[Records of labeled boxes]
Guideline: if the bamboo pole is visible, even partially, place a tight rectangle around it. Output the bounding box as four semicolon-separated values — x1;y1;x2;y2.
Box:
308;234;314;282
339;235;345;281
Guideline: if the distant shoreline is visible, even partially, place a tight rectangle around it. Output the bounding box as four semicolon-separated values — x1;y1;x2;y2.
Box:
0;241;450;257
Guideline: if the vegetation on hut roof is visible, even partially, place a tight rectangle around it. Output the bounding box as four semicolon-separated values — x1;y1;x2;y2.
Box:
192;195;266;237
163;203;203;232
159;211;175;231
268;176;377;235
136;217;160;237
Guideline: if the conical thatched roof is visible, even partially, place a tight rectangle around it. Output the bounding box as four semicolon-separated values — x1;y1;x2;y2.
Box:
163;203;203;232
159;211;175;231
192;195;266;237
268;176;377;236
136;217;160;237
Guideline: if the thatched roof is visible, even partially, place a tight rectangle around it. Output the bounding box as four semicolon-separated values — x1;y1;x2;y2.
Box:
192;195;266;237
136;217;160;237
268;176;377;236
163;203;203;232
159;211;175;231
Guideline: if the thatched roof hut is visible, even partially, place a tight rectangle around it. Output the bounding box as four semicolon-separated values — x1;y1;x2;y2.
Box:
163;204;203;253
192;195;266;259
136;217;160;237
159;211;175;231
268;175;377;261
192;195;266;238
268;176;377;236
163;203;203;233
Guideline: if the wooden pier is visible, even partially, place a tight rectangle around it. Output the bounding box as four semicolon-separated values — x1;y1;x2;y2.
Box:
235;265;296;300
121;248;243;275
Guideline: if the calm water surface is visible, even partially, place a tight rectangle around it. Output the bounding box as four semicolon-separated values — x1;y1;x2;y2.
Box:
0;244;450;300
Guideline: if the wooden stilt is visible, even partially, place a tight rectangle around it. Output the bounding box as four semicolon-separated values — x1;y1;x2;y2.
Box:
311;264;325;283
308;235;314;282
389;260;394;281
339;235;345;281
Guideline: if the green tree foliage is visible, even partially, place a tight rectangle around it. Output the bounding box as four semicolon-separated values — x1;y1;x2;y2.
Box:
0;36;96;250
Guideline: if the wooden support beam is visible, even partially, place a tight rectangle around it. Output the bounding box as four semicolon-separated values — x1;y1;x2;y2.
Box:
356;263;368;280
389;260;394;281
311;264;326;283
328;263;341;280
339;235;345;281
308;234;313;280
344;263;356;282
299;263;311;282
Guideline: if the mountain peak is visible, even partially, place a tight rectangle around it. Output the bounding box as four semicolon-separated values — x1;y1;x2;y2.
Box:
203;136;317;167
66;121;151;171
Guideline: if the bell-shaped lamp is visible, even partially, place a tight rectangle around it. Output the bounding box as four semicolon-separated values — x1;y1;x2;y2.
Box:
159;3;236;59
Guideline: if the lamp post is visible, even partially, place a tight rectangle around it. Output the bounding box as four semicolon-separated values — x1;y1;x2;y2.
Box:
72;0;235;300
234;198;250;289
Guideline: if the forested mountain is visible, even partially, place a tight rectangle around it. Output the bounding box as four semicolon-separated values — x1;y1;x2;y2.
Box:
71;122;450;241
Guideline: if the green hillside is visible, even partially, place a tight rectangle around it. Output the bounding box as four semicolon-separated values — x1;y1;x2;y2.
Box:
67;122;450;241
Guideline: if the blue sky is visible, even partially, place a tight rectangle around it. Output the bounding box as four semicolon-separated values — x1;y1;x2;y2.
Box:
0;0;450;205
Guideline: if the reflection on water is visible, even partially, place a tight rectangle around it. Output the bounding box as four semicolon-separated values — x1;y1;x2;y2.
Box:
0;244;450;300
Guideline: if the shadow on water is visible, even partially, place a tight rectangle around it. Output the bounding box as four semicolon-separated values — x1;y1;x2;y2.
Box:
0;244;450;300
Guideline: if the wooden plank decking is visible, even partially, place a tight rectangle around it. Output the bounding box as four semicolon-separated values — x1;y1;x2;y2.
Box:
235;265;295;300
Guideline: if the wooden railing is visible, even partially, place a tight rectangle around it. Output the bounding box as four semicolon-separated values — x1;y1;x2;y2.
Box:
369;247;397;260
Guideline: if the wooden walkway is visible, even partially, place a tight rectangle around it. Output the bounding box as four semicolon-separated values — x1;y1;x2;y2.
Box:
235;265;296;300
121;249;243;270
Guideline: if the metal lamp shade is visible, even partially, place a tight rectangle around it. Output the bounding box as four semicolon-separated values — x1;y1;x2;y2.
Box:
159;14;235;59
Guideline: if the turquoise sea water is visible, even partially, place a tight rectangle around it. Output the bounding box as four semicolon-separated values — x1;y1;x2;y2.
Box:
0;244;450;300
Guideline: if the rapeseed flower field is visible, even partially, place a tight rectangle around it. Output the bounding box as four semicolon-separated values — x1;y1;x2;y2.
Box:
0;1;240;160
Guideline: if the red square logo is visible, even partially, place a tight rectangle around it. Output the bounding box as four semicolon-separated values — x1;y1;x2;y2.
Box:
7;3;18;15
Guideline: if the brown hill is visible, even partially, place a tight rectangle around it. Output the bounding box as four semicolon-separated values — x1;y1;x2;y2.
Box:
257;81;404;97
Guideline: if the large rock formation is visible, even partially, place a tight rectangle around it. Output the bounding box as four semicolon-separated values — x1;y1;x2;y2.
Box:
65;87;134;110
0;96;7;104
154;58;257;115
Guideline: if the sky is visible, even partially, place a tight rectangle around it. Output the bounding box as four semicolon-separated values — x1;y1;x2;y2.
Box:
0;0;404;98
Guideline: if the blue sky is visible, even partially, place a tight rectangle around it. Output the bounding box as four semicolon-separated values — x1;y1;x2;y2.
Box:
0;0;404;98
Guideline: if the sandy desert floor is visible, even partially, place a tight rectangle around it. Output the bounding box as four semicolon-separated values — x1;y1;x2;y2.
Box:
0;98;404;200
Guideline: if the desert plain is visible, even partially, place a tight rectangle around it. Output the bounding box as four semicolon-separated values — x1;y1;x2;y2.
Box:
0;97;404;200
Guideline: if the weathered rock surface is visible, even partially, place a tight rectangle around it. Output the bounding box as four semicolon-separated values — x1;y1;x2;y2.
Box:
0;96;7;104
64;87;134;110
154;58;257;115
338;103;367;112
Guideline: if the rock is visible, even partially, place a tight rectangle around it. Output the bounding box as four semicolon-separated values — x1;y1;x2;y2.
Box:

__Exercise task__
Convert every line of the records above into a JSON list of strings, one string per line, and leave out blank lines.

__Finished task__
[
  "Guideline: if the bamboo pole is visible, even partially, place a tight rectangle around it. Output the bounding box as four semicolon-separated values — x1;y1;x2;y2.",
  "Box:",
  "308;234;314;282",
  "339;235;345;281",
  "Guideline: if the distant shoreline is visible, even partially, place a tight rectangle around it. Output the bounding box as four semicolon-separated values — x1;y1;x2;y2.",
  "Box:",
  "0;241;450;257",
  "Guideline: if the vegetation on hut roof is visible, even partially, place a tight rectangle around it. Output the bounding box as four semicolon-separated values — x1;y1;x2;y2.",
  "Box:",
  "192;195;266;237",
  "163;203;203;232",
  "159;211;175;231",
  "268;176;377;235",
  "136;217;160;237",
  "Guideline: if the conical thatched roof is visible, even partially, place a tight rectangle around it. Output the bounding box as four semicolon-separated values — x1;y1;x2;y2.",
  "Box:",
  "163;203;203;232",
  "159;211;175;231",
  "192;195;266;237",
  "268;176;377;236",
  "136;217;160;237",
  "Guideline: if the thatched roof is visible, even partially, place a tight rectangle around it. Output the bounding box as four semicolon-separated values — x1;y1;x2;y2.",
  "Box:",
  "192;195;266;237",
  "136;217;160;237",
  "268;176;377;236",
  "163;203;203;232",
  "159;211;175;231",
  "Guideline: if the thatched roof hut is visible, even partially, place a tight rectangle around it. Output the bounding box as four semicolon-separated values — x1;y1;x2;y2.",
  "Box:",
  "163;204;203;253",
  "192;195;266;259",
  "136;217;160;237",
  "159;211;175;231",
  "268;175;377;261",
  "192;195;266;238",
  "268;176;377;236",
  "163;203;203;233",
  "Guideline: if the wooden pier is visible, even partially, place a tight rectangle around it. Output the bounding box as four semicolon-separated values — x1;y1;x2;y2.",
  "Box:",
  "235;265;296;300",
  "121;248;243;275",
  "Guideline: if the calm water surface is visible, even partially, place a tight rectangle around it. Output the bounding box as four semicolon-separated values — x1;y1;x2;y2.",
  "Box:",
  "0;244;450;300",
  "Guideline: if the wooden stilt is visible, even partially, place a tight rectangle around it. Output the bounding box as four semicolon-separated values — x1;y1;x2;y2.",
  "Box:",
  "311;264;325;283",
  "308;235;314;282",
  "389;260;394;281",
  "339;235;345;281",
  "Guideline: if the green tree foliage is visible, even partially, place a tight rectangle around it. Output the bounding box as four semicolon-separated values — x1;y1;x2;y2.",
  "Box:",
  "0;36;96;250",
  "Guideline: if the wooden support beam is visible, even partially, place a tight rectangle around it. Output the bounding box as four semicolon-separated values — x1;y1;x2;y2.",
  "Box:",
  "356;263;368;280",
  "389;260;394;281",
  "311;264;326;283",
  "328;263;341;280",
  "339;235;345;281",
  "308;234;313;280",
  "344;263;356;282",
  "299;263;311;282",
  "Guideline: if the mountain peak is visible, even partially, place a tight rectangle around it. Output the bounding box as four semicolon-separated values — x1;y1;x2;y2.",
  "Box:",
  "203;136;317;167",
  "66;121;151;171",
  "Guideline: if the bell-shaped lamp is visible, even partially, place a tight rectangle around it. Output the bounding box as four semicolon-separated values — x1;y1;x2;y2.",
  "Box:",
  "159;3;236;59",
  "Guideline: if the lamp post is visible, even partially, place a tight rectangle around it. Output the bounding box as four semicolon-separated values — x1;y1;x2;y2.",
  "Box:",
  "72;0;235;300",
  "234;198;250;289",
  "Guideline: if the forested mountain is visible, even partially, place a tight rectangle around it. Output the bounding box as four semicolon-separated values — x1;y1;x2;y2.",
  "Box:",
  "71;122;450;241",
  "Guideline: if the green hillside is visible, even partially, place a tight rectangle around it. Output the bounding box as four semicolon-separated values — x1;y1;x2;y2.",
  "Box:",
  "67;122;450;241",
  "Guideline: if the blue sky is visible, even partially, place a tight rectangle around it. Output the bounding box as four semicolon-separated values — x1;y1;x2;y2.",
  "Box:",
  "0;0;450;205",
  "Guideline: if the reflection on water is visible, even partially, place a tight rectangle around it. Output the bounding box as four semicolon-separated values — x1;y1;x2;y2.",
  "Box:",
  "0;244;450;300",
  "Guideline: if the shadow on water is visible, even partially, place a tight rectangle around it. Output the bounding box as four semicolon-separated values — x1;y1;x2;y2.",
  "Box:",
  "0;244;450;300",
  "Guideline: if the wooden plank decking is visible, even partially, place a tight rectangle around it. Output the bounding box as four semicolon-separated values — x1;y1;x2;y2.",
  "Box:",
  "235;265;295;300",
  "Guideline: if the wooden railing is visible, even partially, place a tight rectangle around it. Output the bounding box as four semicolon-separated values — x1;y1;x2;y2.",
  "Box:",
  "369;247;397;260",
  "Guideline: if the wooden walkway is visible, even partially, place a tight rectangle around it. Output the bounding box as four semicolon-separated values — x1;y1;x2;y2.",
  "Box:",
  "235;265;296;300",
  "121;249;243;270",
  "Guideline: if the metal lamp shade is visible, even partially, place a tight rectangle around it. Output the bounding box as four semicolon-separated values — x1;y1;x2;y2.",
  "Box:",
  "159;14;235;59",
  "Guideline: if the turquoise sea water is visible, even partially, place a tight rectangle around it. Output the bounding box as four semicolon-separated values — x1;y1;x2;y2.",
  "Box:",
  "0;244;450;300",
  "Guideline: if the rapeseed flower field is visible, even partially, place a tight rectangle around it. Output the bounding box as four semicolon-separated values — x1;y1;x2;y2.",
  "Box:",
  "0;1;240;160",
  "Guideline: if the red square logo is visible, even partially, place a tight rectangle around it. Output the bounding box as four semicolon-separated values — x1;y1;x2;y2.",
  "Box:",
  "7;3;18;15",
  "Guideline: if the brown hill is visible, even partially, place a tight rectangle around it. Output the bounding box as four semicolon-separated values — x1;y1;x2;y2.",
  "Box:",
  "257;81;404;97",
  "Guideline: if the large rock formation is visible, even partially, place a tight rectangle around it. Output the bounding box as four semicolon-separated values — x1;y1;x2;y2.",
  "Box:",
  "65;87;134;110",
  "0;96;7;104",
  "154;58;257;115",
  "Guideline: if the sky is visible, even partially, place a tight rectangle around it. Output the bounding box as four semicolon-separated values — x1;y1;x2;y2.",
  "Box:",
  "0;0;404;98",
  "Guideline: if the blue sky is visible, even partially, place a tight rectangle around it. Output the bounding box as four semicolon-separated values — x1;y1;x2;y2.",
  "Box:",
  "0;0;404;98",
  "Guideline: if the sandy desert floor is visible, even partially, place a tight rectangle around it. Output the bounding box as four semicolon-separated values — x1;y1;x2;y2.",
  "Box:",
  "0;98;404;200",
  "Guideline: if the desert plain is visible, even partially, place a tight rectangle around it. Output the bounding box as four semicolon-separated values — x1;y1;x2;y2.",
  "Box:",
  "0;97;404;200",
  "Guideline: if the weathered rock surface is visible, even partially, place a tight rectangle around it. Output the bounding box as four semicolon-separated values — x1;y1;x2;y2.",
  "Box:",
  "0;96;7;104",
  "64;87;134;110",
  "154;58;257;115",
  "338;103;367;112",
  "Guideline: if the rock is visible, even partially, place a tight rectangle around it. Output the bounding box as four semicolon-separated values — x1;y1;x2;y2.",
  "Box:"
]